Stated goal.
Answer these from the forum thread below:
1. Which converter was used, and on which camera body?
2. How much farther back would the first writer have needed to stand with any other big white?
3. How many years had monkey44 used V.1 before trying the 100-400 v2?

**** Text

I wouldn't touch a tamron or sigma.
Images below are cropped slightly and I used a 1.4III converter on a 1D4 ... none of these shots would have been able using any other big white ... I would have had to have backed off another 2 meters or so.


----------



## monkey44 (Dec 30, 2014)

Finally got a little time out with 100-400 v2 -- and after more than ten years with V.1, it simply floors me -- at first, I thought -- hmmm, pretty close, now, not so easy a choice, no choice actually. Altho my V.1 copy has shot some fine images over the years.

********
**** Extracted data

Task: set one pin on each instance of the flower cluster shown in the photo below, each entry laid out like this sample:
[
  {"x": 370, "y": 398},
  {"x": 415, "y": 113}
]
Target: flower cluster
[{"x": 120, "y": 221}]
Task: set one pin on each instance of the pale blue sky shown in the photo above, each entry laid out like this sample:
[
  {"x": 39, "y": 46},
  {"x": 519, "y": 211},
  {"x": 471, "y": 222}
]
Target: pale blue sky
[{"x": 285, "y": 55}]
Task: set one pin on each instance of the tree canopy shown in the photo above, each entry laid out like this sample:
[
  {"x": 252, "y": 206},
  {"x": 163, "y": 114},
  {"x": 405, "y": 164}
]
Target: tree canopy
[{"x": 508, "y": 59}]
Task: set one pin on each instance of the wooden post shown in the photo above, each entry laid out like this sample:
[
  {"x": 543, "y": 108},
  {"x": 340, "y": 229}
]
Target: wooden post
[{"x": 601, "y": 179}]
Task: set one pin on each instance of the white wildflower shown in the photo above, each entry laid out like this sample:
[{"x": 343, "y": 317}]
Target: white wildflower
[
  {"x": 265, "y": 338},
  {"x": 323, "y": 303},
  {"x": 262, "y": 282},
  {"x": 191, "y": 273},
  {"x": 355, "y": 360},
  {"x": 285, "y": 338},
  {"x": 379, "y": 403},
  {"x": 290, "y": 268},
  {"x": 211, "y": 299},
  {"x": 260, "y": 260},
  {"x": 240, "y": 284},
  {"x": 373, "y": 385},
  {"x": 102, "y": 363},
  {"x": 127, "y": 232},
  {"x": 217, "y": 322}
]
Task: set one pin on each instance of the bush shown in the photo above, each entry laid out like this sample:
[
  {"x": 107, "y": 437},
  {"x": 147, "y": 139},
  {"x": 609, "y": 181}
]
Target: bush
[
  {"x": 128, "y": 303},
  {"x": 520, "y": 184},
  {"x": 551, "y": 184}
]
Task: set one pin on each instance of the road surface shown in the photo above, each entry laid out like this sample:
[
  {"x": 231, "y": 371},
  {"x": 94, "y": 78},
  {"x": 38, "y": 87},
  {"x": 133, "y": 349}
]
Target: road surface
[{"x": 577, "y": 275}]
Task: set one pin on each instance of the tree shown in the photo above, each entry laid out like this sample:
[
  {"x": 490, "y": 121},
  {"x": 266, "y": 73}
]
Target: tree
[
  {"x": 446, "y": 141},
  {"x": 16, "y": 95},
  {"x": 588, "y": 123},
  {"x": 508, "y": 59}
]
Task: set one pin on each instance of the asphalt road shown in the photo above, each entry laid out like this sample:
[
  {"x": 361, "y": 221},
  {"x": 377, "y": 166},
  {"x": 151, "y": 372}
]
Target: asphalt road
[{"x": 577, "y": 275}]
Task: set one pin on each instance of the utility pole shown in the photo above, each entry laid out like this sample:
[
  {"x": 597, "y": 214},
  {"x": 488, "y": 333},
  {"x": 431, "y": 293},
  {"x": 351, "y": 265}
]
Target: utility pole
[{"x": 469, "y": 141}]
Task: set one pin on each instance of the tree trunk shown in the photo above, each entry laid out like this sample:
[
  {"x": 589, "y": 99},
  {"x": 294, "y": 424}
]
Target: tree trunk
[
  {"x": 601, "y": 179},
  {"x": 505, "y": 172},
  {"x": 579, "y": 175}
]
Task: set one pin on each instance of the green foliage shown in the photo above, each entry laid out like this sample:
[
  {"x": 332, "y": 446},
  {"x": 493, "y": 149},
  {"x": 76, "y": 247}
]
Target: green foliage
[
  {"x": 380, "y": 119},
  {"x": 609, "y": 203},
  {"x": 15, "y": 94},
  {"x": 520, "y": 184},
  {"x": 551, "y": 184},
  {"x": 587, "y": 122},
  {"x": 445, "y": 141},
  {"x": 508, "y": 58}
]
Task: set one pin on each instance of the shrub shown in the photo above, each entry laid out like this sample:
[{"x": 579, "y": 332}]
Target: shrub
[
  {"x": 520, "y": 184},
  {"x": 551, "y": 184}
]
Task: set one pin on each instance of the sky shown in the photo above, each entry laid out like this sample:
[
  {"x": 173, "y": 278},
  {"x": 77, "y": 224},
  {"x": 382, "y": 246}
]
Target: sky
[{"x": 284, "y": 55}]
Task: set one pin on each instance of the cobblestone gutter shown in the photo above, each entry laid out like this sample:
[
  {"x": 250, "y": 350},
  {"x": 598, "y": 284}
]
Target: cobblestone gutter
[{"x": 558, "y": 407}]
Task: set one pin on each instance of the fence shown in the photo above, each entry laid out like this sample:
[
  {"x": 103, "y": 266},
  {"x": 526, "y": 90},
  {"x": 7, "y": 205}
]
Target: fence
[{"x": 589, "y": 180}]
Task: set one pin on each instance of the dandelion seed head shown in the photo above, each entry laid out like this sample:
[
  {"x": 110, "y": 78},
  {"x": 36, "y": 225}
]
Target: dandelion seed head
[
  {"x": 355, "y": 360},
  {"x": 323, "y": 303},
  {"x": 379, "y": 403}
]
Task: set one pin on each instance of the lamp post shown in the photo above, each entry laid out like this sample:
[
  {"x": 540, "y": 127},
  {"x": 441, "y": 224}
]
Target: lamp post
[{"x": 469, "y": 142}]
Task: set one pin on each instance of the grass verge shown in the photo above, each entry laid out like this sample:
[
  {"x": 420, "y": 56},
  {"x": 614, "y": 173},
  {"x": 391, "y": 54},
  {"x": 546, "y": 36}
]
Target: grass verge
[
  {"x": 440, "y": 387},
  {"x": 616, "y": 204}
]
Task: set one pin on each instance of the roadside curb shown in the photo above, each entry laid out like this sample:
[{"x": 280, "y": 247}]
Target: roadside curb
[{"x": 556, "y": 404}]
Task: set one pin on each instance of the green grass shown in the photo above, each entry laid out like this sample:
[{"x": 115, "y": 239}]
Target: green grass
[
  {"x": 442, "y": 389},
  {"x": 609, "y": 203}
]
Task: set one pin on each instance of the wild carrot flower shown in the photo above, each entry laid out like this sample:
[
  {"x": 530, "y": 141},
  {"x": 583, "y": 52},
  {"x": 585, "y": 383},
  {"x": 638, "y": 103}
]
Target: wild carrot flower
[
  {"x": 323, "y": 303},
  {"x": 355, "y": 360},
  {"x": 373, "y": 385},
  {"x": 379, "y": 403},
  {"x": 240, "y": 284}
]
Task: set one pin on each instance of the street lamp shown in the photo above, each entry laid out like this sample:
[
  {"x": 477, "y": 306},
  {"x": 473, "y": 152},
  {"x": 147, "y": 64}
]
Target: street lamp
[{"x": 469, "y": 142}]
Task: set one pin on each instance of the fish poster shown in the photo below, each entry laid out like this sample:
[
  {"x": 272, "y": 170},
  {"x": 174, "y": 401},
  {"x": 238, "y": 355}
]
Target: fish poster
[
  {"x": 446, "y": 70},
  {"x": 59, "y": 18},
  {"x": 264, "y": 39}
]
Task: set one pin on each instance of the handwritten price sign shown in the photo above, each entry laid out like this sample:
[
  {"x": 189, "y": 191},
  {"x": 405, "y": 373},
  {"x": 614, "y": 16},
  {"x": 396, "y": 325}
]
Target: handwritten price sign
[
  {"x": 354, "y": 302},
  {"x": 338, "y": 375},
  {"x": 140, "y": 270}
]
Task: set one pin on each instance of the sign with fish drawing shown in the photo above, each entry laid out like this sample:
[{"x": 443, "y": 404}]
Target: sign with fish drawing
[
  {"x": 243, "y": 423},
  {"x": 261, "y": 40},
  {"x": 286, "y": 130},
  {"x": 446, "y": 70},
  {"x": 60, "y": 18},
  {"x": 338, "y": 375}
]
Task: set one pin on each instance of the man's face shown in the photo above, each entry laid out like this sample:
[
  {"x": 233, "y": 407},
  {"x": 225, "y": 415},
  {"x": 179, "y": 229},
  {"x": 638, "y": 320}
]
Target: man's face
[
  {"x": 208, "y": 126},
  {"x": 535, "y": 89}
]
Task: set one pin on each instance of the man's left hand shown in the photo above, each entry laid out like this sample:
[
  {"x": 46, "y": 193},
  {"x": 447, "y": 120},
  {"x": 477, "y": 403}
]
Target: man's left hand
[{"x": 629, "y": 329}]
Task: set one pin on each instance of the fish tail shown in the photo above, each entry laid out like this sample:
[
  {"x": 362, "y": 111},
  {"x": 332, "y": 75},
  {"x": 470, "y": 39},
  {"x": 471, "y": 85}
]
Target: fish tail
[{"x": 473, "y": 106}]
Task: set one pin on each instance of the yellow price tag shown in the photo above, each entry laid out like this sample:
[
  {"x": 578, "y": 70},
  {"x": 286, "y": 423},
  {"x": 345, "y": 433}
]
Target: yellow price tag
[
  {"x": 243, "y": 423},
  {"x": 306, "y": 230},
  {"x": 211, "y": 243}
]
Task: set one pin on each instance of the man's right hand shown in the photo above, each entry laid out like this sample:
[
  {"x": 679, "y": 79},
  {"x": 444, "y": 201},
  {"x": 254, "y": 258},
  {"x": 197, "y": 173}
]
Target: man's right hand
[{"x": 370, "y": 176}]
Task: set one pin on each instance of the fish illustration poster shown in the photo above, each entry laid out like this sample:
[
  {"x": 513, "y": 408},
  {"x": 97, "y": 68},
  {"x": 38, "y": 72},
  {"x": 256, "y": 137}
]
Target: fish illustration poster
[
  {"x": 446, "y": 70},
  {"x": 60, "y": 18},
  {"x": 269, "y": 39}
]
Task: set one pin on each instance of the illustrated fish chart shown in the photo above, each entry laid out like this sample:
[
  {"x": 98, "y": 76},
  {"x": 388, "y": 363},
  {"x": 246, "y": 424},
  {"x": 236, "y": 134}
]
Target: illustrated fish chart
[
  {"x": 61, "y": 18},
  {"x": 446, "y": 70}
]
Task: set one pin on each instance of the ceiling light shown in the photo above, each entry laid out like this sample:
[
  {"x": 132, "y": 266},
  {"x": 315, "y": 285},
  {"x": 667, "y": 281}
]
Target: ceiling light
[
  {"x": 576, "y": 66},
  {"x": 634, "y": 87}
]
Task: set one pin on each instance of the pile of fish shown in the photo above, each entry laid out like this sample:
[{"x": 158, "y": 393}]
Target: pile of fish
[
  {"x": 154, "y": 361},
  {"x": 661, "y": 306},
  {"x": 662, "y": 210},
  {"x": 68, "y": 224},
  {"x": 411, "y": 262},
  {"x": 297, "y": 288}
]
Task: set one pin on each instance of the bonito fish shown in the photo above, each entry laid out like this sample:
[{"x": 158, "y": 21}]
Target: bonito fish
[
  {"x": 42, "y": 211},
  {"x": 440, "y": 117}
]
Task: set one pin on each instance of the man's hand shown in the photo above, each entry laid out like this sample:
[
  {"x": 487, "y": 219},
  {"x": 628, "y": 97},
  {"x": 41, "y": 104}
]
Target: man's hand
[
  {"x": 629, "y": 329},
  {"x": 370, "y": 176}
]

********

Exercise result.
1. A 1.4III converter on a 1D4.
2. Another 2 meters or so.
3. More than ten years.